● **What to do**
Rewrite every one of the entries below, swapping each "Locate" for "Mark" and leaving everything else as it is.

Point annotation entries:
========================================
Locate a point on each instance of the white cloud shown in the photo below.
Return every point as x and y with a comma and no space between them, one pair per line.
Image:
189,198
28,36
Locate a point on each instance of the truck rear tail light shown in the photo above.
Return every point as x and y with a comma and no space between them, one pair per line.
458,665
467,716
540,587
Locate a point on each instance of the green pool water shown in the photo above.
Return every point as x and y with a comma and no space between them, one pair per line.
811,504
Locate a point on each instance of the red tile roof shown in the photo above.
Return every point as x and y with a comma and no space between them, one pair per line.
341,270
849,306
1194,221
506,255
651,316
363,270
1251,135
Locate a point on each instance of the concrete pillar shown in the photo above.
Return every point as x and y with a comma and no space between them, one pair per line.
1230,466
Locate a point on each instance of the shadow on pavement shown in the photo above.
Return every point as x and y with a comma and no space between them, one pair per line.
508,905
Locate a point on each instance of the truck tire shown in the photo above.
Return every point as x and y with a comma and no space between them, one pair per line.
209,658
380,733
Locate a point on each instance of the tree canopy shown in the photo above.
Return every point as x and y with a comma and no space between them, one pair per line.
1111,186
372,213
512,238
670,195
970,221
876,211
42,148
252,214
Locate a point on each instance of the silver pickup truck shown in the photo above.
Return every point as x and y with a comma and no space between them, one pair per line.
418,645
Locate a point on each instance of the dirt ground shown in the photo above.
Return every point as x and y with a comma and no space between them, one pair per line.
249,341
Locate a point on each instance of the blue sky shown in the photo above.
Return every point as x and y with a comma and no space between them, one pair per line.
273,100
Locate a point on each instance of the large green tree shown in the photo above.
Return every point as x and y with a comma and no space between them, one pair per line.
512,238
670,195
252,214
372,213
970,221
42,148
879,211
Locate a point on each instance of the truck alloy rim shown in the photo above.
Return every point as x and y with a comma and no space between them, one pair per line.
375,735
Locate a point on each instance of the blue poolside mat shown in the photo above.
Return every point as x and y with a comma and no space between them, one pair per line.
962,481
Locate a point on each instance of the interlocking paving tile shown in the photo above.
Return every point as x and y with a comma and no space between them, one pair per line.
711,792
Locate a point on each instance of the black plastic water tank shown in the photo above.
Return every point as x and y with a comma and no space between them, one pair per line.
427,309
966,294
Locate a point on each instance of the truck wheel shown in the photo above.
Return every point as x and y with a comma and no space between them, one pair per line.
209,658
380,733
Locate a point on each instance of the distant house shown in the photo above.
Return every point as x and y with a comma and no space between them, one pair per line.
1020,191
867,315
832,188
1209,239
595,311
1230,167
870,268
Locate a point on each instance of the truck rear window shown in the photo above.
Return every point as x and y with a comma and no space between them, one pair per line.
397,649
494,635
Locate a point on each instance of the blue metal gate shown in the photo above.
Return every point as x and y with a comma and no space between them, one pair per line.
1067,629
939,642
========================================
● **Full answer**
Mark a point on each instance of the white cloud shown in the photo below.
Return every point as x and y with a comma and no space between them, one pair per line.
Image:
189,198
28,36
Mark a point on each instance of the truck rear tail light shown in the photo above.
Return every point as x and y with a comma and no space between them, one pair per line.
458,665
467,716
540,587
Mark a point on each instance of the green pool water shown in the photo above.
Return every point as x and y with a comma and no space between them, one pair per line.
811,504
Mark a point on each instance of the red tile roof shown in the photo above.
Return every point as x and y with a comma and no space between them, one pair per line.
341,270
849,306
1194,221
506,255
651,316
363,270
1251,135
Mark a point on each instance of the concrete pillar shown in the photo above.
Return every point as x and y with a comma and no space between them, one pair per line.
1230,466
Mark a point on each instance of the shadow on pavement shown in the photo above.
Return every point as x and y with a comma and no space between them, one pair per line.
508,905
Mark a point on each instance of the truck tire shown in the photo above.
Return every point as x and y with a comma and no space between them, one pair per line.
209,658
380,733
Mark a point on each instance of the tree canopy shown in the photo above.
Return every point as x and y with a comma and no space between them, one pair per line.
1111,186
372,213
512,238
670,195
970,221
876,211
42,148
252,214
Mark a point on each instance of the silver pickup truck shown in the photo above.
Return every point as x and y with a comma and no space between them, one pair per line.
418,645
Mark a point on each instance of the dirt ground shown in the photo above.
Return every point as x and y with a comma and no space between them, one pair per line.
249,341
Mark a point on each instance of the blue sky shown in the photo above.
Return every point as x and y with a comma and no space between them, one pair per line.
273,100
Mark a point on each instance of the large green tree shown in the photo above.
Return every point as x and y with a comma and no space between them, one pair per line.
512,238
670,195
252,214
372,213
970,221
42,148
879,211
Mark a point on each instance of the truck alloy rim shown in the photo above.
Return every point as x and y with a comma and no space between them, one pair per line.
375,735
Mark a point on each instance of the blue poolside mat shown in the photo above.
Return every point as x and y with a comma and no space between them, one pair per line.
962,481
Mark a point on each instance of the interlocking paving tile shown in the photo above.
Return every point as x and y with a comma and no space between them, one pair per line.
711,792
Mark a point on each instance of the black plastic water tank shown in the photo above.
Return every point as x and y with a comma and no space between them, one pair per line.
427,309
966,294
Mark a point on each instance of the truck wheel shown in the photo above.
Return every point as x and y with a comma and no space between them, one pair per line.
209,658
380,733
Mark a point on each instance of the distant house shown in the photo above.
Return every point as x and y with a comma and no space between them, one pair per line.
1020,191
867,315
832,188
1209,239
595,311
1230,167
870,268
Mark a point on each instance of the truck rear window shown in the photo above.
Return every point as x and y with a comma and no space between them, one pair per line.
397,649
494,635
Mark a point on each instance of the blue metal gate shown in the photo above.
Return every point as x and y with a comma and no space between them, one pair per line.
1067,629
939,642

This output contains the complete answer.